▶ Questions on the material:
a: List every city, island, and waterway named in the lighthouse article.
b: Reproduce the passage of the lighthouse article starting with "Hidden inside of" and going on through "lamp, even rotating.".
c: Answer the following from the lighthouse article:
(i) For how many years was the lens stored in New Orleans?
(ii) How tall is the skeletal steel tower?
(iii) In what year did the Coast Guard remove the lens from service?

▶ Given text:

Hidden inside of the Crooked River Lighthouse museum is a rare and exquisite piece of glass, soon to be unveiled for the entire county, region and world to see.
It’s the original lens from the lighthouse, dating back more than a century, and for the last 45 years stored in New Orleans on the 11th floor of the US Coast Guard district office there.
“It was hidden away and nobody saw it,” said Steve Allen, president of the Carrabelle Lighthouse Association.
But it is hidden no more, and soon it may even be on display, together with the original oil lamp, even rotating.
Here’s what happened, back to when the lighthouse began operations on Oct. 28, 1895, and the Fresnel (pronounced fray-NEL) lens directed its beacon from atop the 100-foot tall skeletal steel tower. The beacon guided mariners through the East Pass between Dog Island and St. George Island and safe passage to the Carrabelle river. The 4th order lens remained in operation until it was removed from service by the Coast Guard in 1976 and replaced with a modern optic.

(Saved entries)

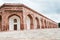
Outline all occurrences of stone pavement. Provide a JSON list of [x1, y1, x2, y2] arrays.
[[0, 28, 60, 40]]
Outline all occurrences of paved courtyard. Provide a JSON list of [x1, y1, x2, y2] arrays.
[[0, 28, 60, 40]]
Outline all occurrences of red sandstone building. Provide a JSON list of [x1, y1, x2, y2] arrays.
[[0, 4, 58, 31]]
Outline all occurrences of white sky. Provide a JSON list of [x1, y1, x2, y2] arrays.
[[0, 0, 60, 22]]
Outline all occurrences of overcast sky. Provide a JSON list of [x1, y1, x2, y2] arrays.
[[0, 0, 60, 22]]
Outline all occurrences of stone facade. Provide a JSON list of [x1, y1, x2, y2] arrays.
[[0, 3, 58, 31]]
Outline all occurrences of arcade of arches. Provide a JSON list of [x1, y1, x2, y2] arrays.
[[0, 4, 58, 31]]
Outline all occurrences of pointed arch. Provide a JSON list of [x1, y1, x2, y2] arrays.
[[26, 14, 33, 29], [35, 17, 40, 29], [8, 14, 21, 30]]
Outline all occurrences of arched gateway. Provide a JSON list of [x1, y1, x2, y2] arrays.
[[0, 3, 58, 31], [9, 16, 20, 30]]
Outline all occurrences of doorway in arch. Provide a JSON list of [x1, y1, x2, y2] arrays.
[[9, 15, 20, 30]]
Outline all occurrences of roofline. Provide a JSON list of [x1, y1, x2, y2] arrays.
[[0, 3, 57, 23]]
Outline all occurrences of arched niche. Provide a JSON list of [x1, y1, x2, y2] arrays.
[[9, 15, 21, 31], [26, 14, 33, 30]]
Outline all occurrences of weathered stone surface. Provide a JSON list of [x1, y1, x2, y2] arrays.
[[0, 28, 60, 40]]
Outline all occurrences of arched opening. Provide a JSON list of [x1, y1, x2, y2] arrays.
[[0, 15, 2, 30], [35, 17, 40, 29], [44, 20, 47, 28], [9, 15, 20, 30], [26, 15, 33, 29]]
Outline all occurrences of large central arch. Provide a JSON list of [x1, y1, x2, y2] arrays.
[[26, 14, 33, 30], [9, 15, 20, 30]]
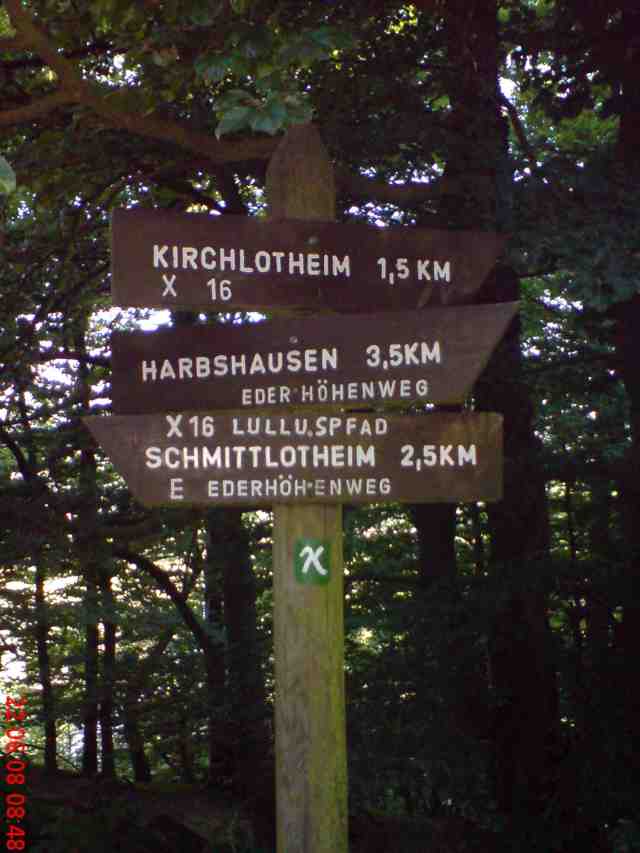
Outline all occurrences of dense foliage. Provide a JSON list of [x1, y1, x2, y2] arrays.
[[0, 0, 640, 853]]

▶ Numbered answers:
a: New Orleans, East Pass, Dog Island, St. George Island, Carrabelle river

b:
Hidden inside of the Crooked River Lighthouse museum is a rare and exquisite piece of glass, soon to be unveiled for the entire county, region and world to see.
It’s the original lens from the lighthouse, dating back more than a century, and for the last 45 years stored in New Orleans on the 11th floor of the US Coast Guard district office there.
“It was hidden away and nobody saw it,” said Steve Allen, president of the Carrabelle Lighthouse Association.
But it is hidden no more, and soon it may even be on display, together with the original oil lamp, even rotating.

c:
(i) 45 years
(ii) 100 feet
(iii) 1976